Reproduce the material below verbatim, line for line, leaving out the pictures.
▬▬▬▬▬▬
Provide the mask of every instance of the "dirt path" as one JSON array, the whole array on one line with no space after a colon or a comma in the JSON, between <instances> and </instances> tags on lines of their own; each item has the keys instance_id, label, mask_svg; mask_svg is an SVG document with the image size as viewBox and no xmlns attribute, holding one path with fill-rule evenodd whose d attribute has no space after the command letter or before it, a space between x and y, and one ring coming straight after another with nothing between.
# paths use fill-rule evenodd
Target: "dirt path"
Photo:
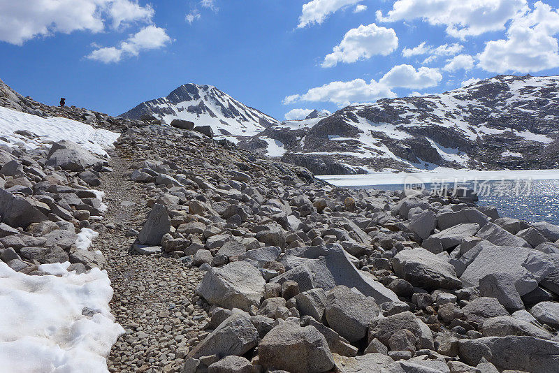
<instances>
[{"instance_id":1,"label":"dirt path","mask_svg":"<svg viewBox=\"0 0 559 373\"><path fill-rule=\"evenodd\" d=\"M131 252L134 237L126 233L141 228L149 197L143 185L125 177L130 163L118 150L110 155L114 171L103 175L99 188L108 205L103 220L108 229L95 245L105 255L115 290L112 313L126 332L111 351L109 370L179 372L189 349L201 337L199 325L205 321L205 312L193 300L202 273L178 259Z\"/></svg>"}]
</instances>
▬▬▬▬▬▬
**Exercise answer:**
Provide the mask of every instance of the "dirt path" as one JSON array, the whole array on one line with no space after a colon or a comma in the JSON, between <instances> and </instances> tags on lines of their own; each item has the keys instance_id, label, mask_svg; mask_svg is an SVG document with the image size as viewBox and no xmlns attribute, holding one path with fill-rule evenodd whose d attribute has no space after the command letter or before it, a space between x and y, and one ring coming straight after another with nothing between.
# paths use fill-rule evenodd
Target: "dirt path"
Photo:
<instances>
[{"instance_id":1,"label":"dirt path","mask_svg":"<svg viewBox=\"0 0 559 373\"><path fill-rule=\"evenodd\" d=\"M131 252L134 237L126 233L141 228L149 197L143 185L125 177L130 163L118 150L110 155L114 171L103 175L99 188L108 205L103 220L108 229L95 245L105 255L115 290L112 313L126 332L111 351L109 370L179 372L189 349L201 337L199 325L205 321L205 312L193 300L202 273L178 259Z\"/></svg>"}]
</instances>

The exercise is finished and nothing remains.